SUPPLIED MATERIAL
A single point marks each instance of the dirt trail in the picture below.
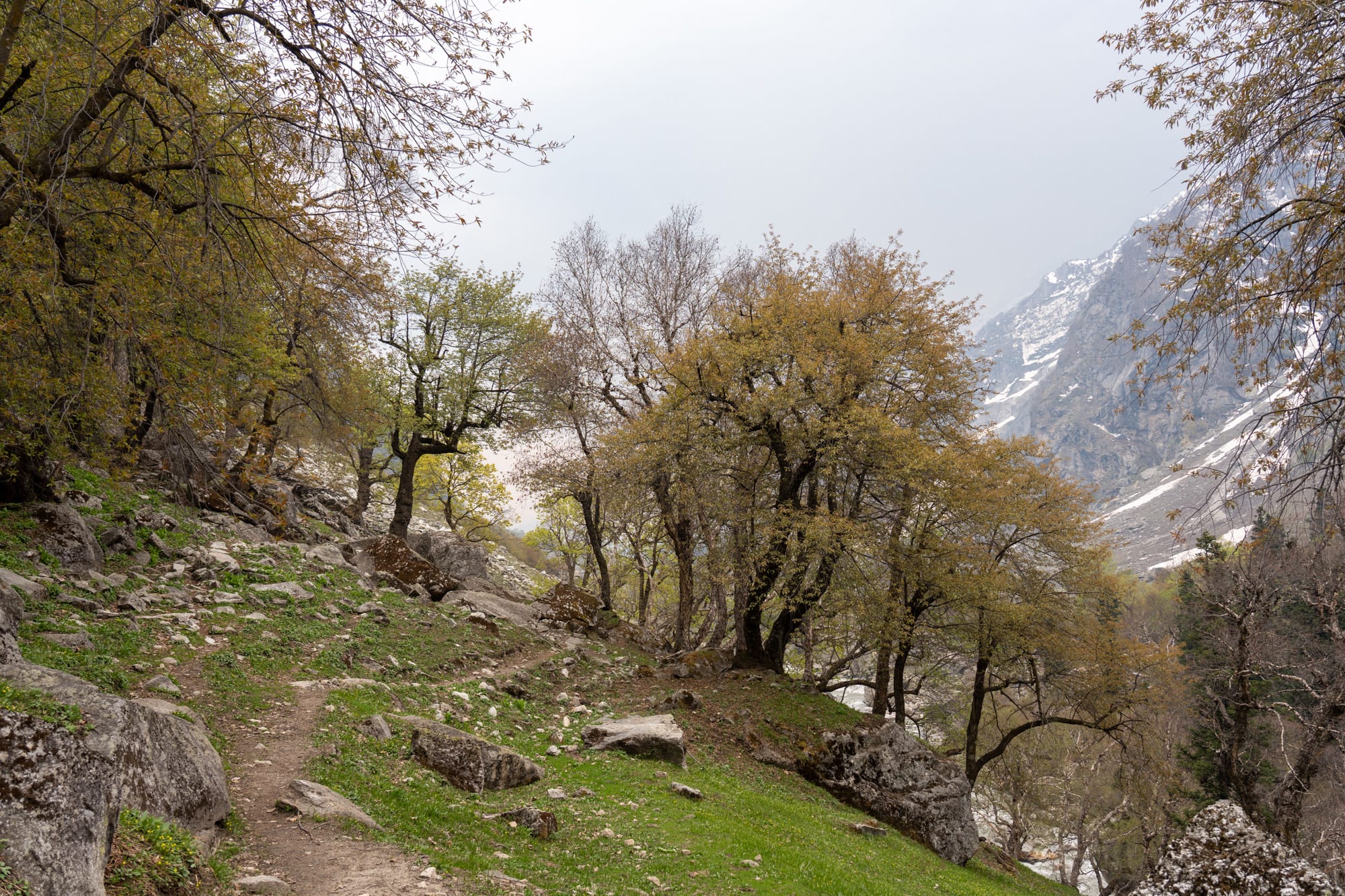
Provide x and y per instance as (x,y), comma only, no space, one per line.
(315,858)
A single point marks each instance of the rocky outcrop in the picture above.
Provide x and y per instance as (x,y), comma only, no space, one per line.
(571,607)
(899,780)
(451,553)
(467,762)
(63,787)
(61,790)
(67,536)
(1223,852)
(309,798)
(497,607)
(646,736)
(392,556)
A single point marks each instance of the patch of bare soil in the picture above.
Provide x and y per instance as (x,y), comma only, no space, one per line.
(315,858)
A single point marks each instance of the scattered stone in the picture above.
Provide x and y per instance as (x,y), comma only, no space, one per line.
(80,603)
(134,602)
(376,727)
(263,884)
(75,641)
(683,698)
(63,790)
(899,780)
(648,736)
(451,553)
(21,584)
(1223,852)
(497,607)
(119,540)
(571,607)
(704,663)
(163,684)
(395,557)
(291,588)
(467,762)
(543,823)
(481,619)
(307,798)
(65,534)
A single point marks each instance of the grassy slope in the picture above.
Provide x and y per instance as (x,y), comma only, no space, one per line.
(688,848)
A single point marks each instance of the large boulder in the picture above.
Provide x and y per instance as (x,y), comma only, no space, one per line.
(497,607)
(392,556)
(899,780)
(1223,852)
(61,790)
(571,607)
(467,762)
(648,736)
(67,536)
(11,614)
(451,553)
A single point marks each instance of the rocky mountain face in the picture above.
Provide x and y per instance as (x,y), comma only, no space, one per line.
(1061,374)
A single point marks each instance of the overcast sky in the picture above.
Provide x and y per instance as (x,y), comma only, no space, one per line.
(968,124)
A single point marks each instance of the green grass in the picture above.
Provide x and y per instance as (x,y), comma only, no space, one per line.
(36,702)
(689,846)
(151,857)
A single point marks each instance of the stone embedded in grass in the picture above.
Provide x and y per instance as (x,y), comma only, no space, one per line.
(467,762)
(314,799)
(543,823)
(263,884)
(73,641)
(291,588)
(646,736)
(376,727)
(163,684)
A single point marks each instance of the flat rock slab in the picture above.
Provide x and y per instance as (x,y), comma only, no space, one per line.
(263,884)
(21,584)
(291,588)
(900,782)
(646,736)
(467,762)
(310,798)
(497,607)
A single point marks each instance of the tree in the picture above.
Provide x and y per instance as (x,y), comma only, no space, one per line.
(467,490)
(1264,634)
(560,533)
(163,169)
(462,343)
(1257,249)
(816,368)
(631,304)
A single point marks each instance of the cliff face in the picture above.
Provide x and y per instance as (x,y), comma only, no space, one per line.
(1061,374)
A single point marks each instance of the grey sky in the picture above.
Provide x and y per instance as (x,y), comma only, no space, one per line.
(968,124)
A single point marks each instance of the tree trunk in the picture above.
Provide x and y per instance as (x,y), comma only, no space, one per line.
(591,503)
(364,481)
(880,680)
(406,503)
(978,702)
(680,534)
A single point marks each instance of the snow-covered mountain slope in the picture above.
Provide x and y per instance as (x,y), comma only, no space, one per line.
(1061,374)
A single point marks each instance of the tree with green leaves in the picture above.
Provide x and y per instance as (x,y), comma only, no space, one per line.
(462,345)
(1257,248)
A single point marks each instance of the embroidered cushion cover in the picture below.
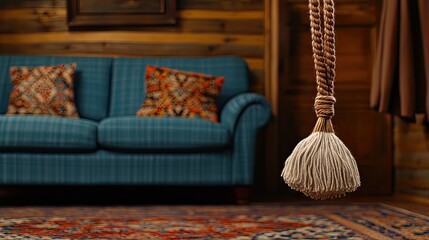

PROBLEM
Rewrite every line of the records above as a Markdown table with the columns Row and Record line, numbering the rows in order and skipping blank lines. Leave the pictures out of the table.

SOLUTION TO THE PROBLEM
| Row | Record line |
|---|---|
| 1 | A single point marks each instance of the dirt trail in the picture below. |
| 2 | Provide x and y per instance as (x,y), comma only, no space, one per line. |
| 3 | (315,858) |
| 4 | A single point marks each instance of the rocky outcrop in the picture above. |
| 5 | Provide x and y per instance as (x,y), comma only, no space, one per line. |
| 6 | (571,607) |
| 7 | (899,780) |
| 8 | (451,553) |
| 9 | (467,762) |
| 10 | (63,787) |
| 11 | (61,790) |
| 12 | (67,536) |
| 13 | (1223,852) |
| 14 | (309,798) |
| 15 | (497,607) |
| 16 | (646,736) |
| 17 | (392,556) |
| 18 | A single point marks each instance of the patch of bare soil in the picture above. |
| 19 | Provide x and y per instance as (x,y), comma only, no space, one per line. |
| 20 | (315,858) |
| 21 | A single point marks each instance of the scattered stone in the picture above. |
| 22 | Provide x and y per instance as (x,y), comma only, no space, one per line. |
| 23 | (80,603) |
| 24 | (134,602) |
| 25 | (376,727) |
| 26 | (263,884) |
| 27 | (75,641) |
| 28 | (683,698) |
| 29 | (63,790) |
| 30 | (899,780) |
| 31 | (648,736) |
| 32 | (451,553) |
| 33 | (21,584) |
| 34 | (1223,852) |
| 35 | (497,607) |
| 36 | (119,540) |
| 37 | (571,607) |
| 38 | (704,663) |
| 39 | (163,684) |
| 40 | (395,557) |
| 41 | (291,588) |
| 42 | (467,762) |
| 43 | (543,823) |
| 44 | (481,619) |
| 45 | (307,798) |
| 46 | (65,534) |
| 47 | A single point marks each instance of the grassy slope in the picture above. |
| 48 | Provide x and y per instance as (x,y), comma only, no space, one per line. |
| 49 | (688,848) |
| 50 | A single point marks each instance of the large boulder in the picture above. |
| 51 | Provide x and y per instance as (x,y), comma only, no space, one per line. |
| 52 | (497,607) |
| 53 | (392,556) |
| 54 | (899,780) |
| 55 | (1223,852) |
| 56 | (61,790) |
| 57 | (571,607) |
| 58 | (467,762) |
| 59 | (648,736) |
| 60 | (67,536) |
| 61 | (11,614) |
| 62 | (451,553) |
| 63 | A single point marks each instance of the rocky mountain face in the picture above. |
| 64 | Provide x and y per instance as (x,y), comma only, no space, one per line. |
| 65 | (1061,374) |
| 66 | A single point marks each instance of the overcast sky in the picture above. |
| 67 | Provide x and y per instance as (x,y), comma only, no space, one per line. |
| 68 | (968,124) |
| 69 | A single point marks each instance of the green grass in the picture above. |
| 70 | Provide x and y per instance as (x,y), comma only, no space, one per line. |
| 71 | (36,702) |
| 72 | (689,846) |
| 73 | (151,857) |
| 74 | A single point marks each instance of the stone embedded in grass in the picture above. |
| 75 | Provide x and y per instance as (x,y), comma only, no space, one per line. |
| 76 | (467,762) |
| 77 | (314,799) |
| 78 | (543,823) |
| 79 | (263,884) |
| 80 | (73,641) |
| 81 | (291,588) |
| 82 | (646,736) |
| 83 | (376,727) |
| 84 | (163,684) |
| 85 | A single point marks each instance of the flat rock slab in the picture above. |
| 86 | Provide x and y per instance as (x,y), comma only, no space, one per line. |
| 87 | (263,884) |
| 88 | (21,584) |
| 89 | (291,588) |
| 90 | (900,782) |
| 91 | (646,736) |
| 92 | (467,762) |
| 93 | (310,798) |
| 94 | (497,607) |
| 95 | A single point marks each instance of the tree in the picture above. |
| 96 | Provide x and y per instance as (x,y), comma only, no space, one per line. |
| 97 | (467,490) |
| 98 | (1264,634) |
| 99 | (560,533) |
| 100 | (163,169) |
| 101 | (462,343) |
| 102 | (1257,249) |
| 103 | (816,368) |
| 104 | (631,304) |
| 105 | A single point marks each instance of the cliff face in the picture above. |
| 106 | Provide x and y per instance as (x,y), comma only, no space, one per line. |
| 107 | (1061,374) |
| 108 | A single point marks each instance of the grey sky in the picture above. |
| 109 | Provide x and y per instance as (x,y), comma only, no space, one per line. |
| 110 | (968,124) |
| 111 | A single point marks each instance of the tree trunk in the picture above. |
| 112 | Provide x and y per instance as (x,y), comma only, no space, one per line. |
| 113 | (591,503) |
| 114 | (364,481) |
| 115 | (880,680) |
| 116 | (406,503) |
| 117 | (978,702) |
| 118 | (680,534) |
| 119 | A single point marks each instance of the snow-covered mountain slope in the picture above. |
| 120 | Provide x and y per instance as (x,y), comma only, no space, one per line. |
| 121 | (1061,374) |
| 122 | A single point marks each instance of the tree with green leaves in the picture above. |
| 123 | Provide x and y per instance as (x,y), comma only, no space, one per line. |
| 124 | (462,345) |
| 125 | (1257,248) |
| 126 | A single point marks each instance of the embroidered cushion cover in the picture below. |